PROBLEM STATEMENT - Convert the material below into a Markdown table with the columns "Row" and "Line," starting with the line that contains "Where can the dry" and going on through the end of the material. Put each line in its own row, number the rows in order, and leave out blank lines.

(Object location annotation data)
-- START --
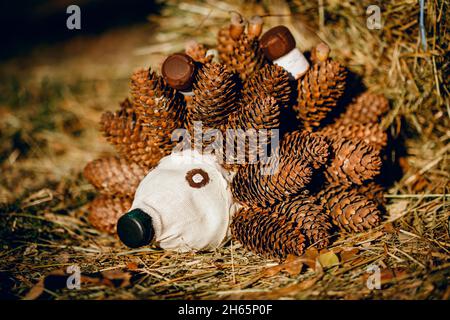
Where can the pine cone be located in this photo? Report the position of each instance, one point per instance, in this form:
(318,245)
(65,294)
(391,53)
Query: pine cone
(258,185)
(319,92)
(105,211)
(160,108)
(350,210)
(215,96)
(312,147)
(124,130)
(268,233)
(367,108)
(145,85)
(114,176)
(353,161)
(312,219)
(260,113)
(198,52)
(263,113)
(270,80)
(373,191)
(371,133)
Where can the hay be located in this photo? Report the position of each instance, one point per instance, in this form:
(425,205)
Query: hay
(50,104)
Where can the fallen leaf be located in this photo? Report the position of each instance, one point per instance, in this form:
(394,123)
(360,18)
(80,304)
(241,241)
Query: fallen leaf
(293,265)
(35,291)
(347,255)
(328,259)
(117,277)
(389,228)
(50,281)
(310,257)
(132,266)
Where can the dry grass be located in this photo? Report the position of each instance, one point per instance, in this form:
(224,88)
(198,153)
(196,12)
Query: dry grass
(51,100)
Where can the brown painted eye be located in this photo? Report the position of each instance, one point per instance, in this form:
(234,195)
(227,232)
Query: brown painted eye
(197,178)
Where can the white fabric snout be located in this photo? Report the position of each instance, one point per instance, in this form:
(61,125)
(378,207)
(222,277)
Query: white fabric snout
(189,199)
(294,62)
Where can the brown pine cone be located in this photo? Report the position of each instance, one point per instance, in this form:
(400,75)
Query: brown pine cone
(160,108)
(267,232)
(198,52)
(313,219)
(319,92)
(265,184)
(353,161)
(105,211)
(114,176)
(146,84)
(366,108)
(258,114)
(350,210)
(373,191)
(311,146)
(124,130)
(270,80)
(215,95)
(371,133)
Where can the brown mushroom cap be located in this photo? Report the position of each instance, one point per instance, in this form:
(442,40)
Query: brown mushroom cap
-- END --
EXERCISE ANSWER -
| Row | Line |
|---|---|
| 1 | Where can the dry grass be located in this photo? Report the position of each instance, one point per instance, in this form: |
| 2 | (224,88) |
| 3 | (198,153) |
| 4 | (196,12) |
| 5 | Query: dry grass |
| 6 | (51,100) |
| 7 | Where can the brown painted eye be located in this photo? Report the position of each instance, one point per instance, in this form: |
| 8 | (234,195) |
| 9 | (227,232) |
| 10 | Query: brown painted eye |
| 11 | (197,178) |
| 12 | Where can the white fabric snout be located in this photo? Report the position of each instance, one point per instance, in this form: |
| 13 | (61,125) |
| 14 | (378,207) |
| 15 | (222,277) |
| 16 | Query: white fabric snout |
| 17 | (189,199) |
| 18 | (294,62) |
| 19 | Where can the brown pine cone be located in this photo? Report the position of each instance, one point per instance, in this form: |
| 20 | (400,75) |
| 21 | Query: brown pine cone |
| 22 | (160,108) |
| 23 | (267,232) |
| 24 | (198,52) |
| 25 | (313,219) |
| 26 | (319,92) |
| 27 | (265,184) |
| 28 | (353,161) |
| 29 | (105,211) |
| 30 | (114,176) |
| 31 | (146,84) |
| 32 | (366,108) |
| 33 | (258,114) |
| 34 | (350,210) |
| 35 | (373,191) |
| 36 | (311,146) |
| 37 | (124,130) |
| 38 | (270,80) |
| 39 | (215,95) |
| 40 | (371,133) |
| 41 | Where can the brown mushroom cap be located in this photo? Report the position of each instance, one point per instance, in this form: |
| 42 | (442,40) |
| 43 | Query: brown mushroom cap |